Work to complete: Retype all of the records below word for word, keeping every line and number unchanged.

---------- Raw data

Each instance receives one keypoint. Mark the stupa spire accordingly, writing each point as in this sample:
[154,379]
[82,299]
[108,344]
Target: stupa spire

--------------------

Solution to this problem:
Each instance receives one keypoint. Mark the stupa spire accordingly, writing each point as in this sample:
[154,379]
[82,299]
[108,344]
Target: stupa spire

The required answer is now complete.